_Instrucciones_
a) ¿En qué año fundó José Martí el Partido Revolucionario Cubano, según el texto sobre su figura?
b) Explica, a partir del texto sobre José Martí, por qué Federico de Onís sostiene que la mayor parte de su producción tuvo que ser periodística y de ocasión.
c) Continúa el texto sobre José Martí desde su última oración.

_Texto para leer_

=======

Ante este Martí, “iniciador de una revolución política” e “iniciador de una revolución literaria” —como lo caracterizó Pedro Henríquez Ureña— se plantean numerosas interrogantes. Por lo pronto, ¿cómo conciliar en una misma persona al adolescente condenado a trabajos forzados en la Isla de Pinos, al desterrado a España en dos ocasiones, al fundador del Partido Revolucionario Cubano en 1892, al autor del Manifiesto de Montecristi (25 de enero de 1895) y al soldado que cae abatido con las armas en la mano el 19 de mayo de 1895 en Dos Rios; como conciliar este combatiente con el poeta de Ismaelillo (1882), de los Versos sencillos (1891) y de los Versos libres, reunidos póstumamente en libro (1913), con el delicado autor de La Edad de Oro (1889), ese libro escrito para que “los niños americanos sepan cómo se vivía antes, y se vive hoy en América”?
No han faltado respuestas a esta agónica división entre aspectos tan antinómicos de la existencia de José Martí. “Su vida atormentada no le permitió la concentración y la quietud necesaria para escribir obras de gran aliento, y la mayor parte de su producción tuvo que ser periodística y de ocasión”, se lamenta Federico de Onís, sentimiento que comparte Alfonso Reyes cuando afirma “gran parte de su obra y de su vida misma, fueron sacrificadas a su apostolado de libertad”.
Sin embargo, Max Henríquez Ureña no tiene dudas: “De principio a fin, su obra literaria forma estrecha amalgama con su actividad política”, por lo cual reafirma: “¿Cómo separar en Martí vida y obra, si rara es la página suya que no tiene íntima relación con algún hecho de su vida excelsa?”. Félix Lizaso en su biografía Martí, místico del deber, lo inscribe en un devenir vital del que ha sido prisionero: “Toda vida humana tiene, por lo menos, dos biografías paralelas: una física, regida por los hechos y las circunstancias; otra interior, que a veces se desenvuelve a contrapelo de las mismas realidades exteriores. Y aún cabe otra interpretación de la vida, fundada en la frustración del hombre que se quiso ser y no se fue”, aunque —aclara— en Martí la acción y el pensamiento, la “música y la razón”, se fundieron en perfecta armonía. En resumen, “si marginó un poco su vida intelectual para seguir el rumbo de su ideal, es porque así lo quiso, así lo prefirió”.

=======

_Registros de una fuente de datos_
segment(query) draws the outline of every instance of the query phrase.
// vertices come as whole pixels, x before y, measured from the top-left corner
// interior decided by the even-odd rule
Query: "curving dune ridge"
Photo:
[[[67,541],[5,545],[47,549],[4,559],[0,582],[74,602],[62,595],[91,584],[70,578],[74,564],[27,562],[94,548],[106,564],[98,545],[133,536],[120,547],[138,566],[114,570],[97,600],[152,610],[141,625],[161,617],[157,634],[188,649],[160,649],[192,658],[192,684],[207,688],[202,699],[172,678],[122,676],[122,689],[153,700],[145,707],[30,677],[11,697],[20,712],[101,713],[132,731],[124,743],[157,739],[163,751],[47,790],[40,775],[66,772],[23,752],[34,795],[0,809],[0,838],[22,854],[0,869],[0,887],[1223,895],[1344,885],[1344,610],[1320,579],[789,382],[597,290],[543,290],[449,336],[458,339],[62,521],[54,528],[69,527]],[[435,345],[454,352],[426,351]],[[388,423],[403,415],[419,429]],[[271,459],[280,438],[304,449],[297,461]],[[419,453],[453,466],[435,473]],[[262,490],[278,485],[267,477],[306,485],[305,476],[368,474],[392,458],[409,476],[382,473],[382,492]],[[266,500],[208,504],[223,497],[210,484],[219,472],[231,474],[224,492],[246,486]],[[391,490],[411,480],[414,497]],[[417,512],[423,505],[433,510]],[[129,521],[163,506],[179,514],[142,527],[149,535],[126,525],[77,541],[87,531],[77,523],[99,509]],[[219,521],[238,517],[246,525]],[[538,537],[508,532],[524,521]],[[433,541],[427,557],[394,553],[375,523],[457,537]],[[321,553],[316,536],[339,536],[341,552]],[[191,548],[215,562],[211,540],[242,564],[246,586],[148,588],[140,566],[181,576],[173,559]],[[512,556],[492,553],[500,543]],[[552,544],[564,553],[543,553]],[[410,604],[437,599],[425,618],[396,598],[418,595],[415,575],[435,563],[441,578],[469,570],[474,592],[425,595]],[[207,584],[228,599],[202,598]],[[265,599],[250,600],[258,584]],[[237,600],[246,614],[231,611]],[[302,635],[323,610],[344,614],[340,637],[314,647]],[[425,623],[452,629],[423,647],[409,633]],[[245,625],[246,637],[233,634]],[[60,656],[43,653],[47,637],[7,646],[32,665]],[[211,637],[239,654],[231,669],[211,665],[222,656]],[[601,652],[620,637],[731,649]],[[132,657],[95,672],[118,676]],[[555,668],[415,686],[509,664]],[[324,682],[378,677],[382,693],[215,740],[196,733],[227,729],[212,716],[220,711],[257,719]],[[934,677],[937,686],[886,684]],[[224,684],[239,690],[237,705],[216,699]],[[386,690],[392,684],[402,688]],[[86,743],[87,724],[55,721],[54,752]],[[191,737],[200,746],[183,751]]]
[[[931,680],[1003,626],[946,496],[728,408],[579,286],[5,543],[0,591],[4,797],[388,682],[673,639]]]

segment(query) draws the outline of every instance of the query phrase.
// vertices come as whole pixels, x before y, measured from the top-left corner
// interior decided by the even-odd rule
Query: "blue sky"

=======

_Respuestas_
a) En 1892.

b) Según Federico de Onís, la vida atormentada de Martí no le permitió la concentración y la quietud necesarias para escribir obras de gran aliento. Por eso la mayor parte de su producción tuvo que ser periodística y de ocasión.

c)
Jorge Mañach, autor de una entrañable biografía —Martí, el apóstol— ahonda en la posible tercera interpretación esbozada por Lizaso: considera que el intelectual, el artista se ha sacrificado en aras del hombre político, hombre dividido entre una frustración y un deber, cuyas “potencias reprimidas” no habrían tenido ocasión de expresarse por los imperativos de la urgencia y la inmediatez de la acción. Juan Marinello que ha consagrado numerosos ensayos a su obra y se pregunta si “¿habría tiempo, en una vida así, para dirigir revoluciones literarias?”, trasciende la figura escindida, para resolver el conflicto entre el apóstol (la conciencia) y el genio (la divina inconsciencia), tensión entendida como síntesis entre racionalidad e irracionalidad, como capacidad de adecuar la obra del escritor, orador y poeta a la realización práctica de un ideal proyectado como utopía, tal vez por aquello de que “todo lo que cumple ampliamente con su tiempo lleva en sí una partícula de eternidad” (Raúl Roa).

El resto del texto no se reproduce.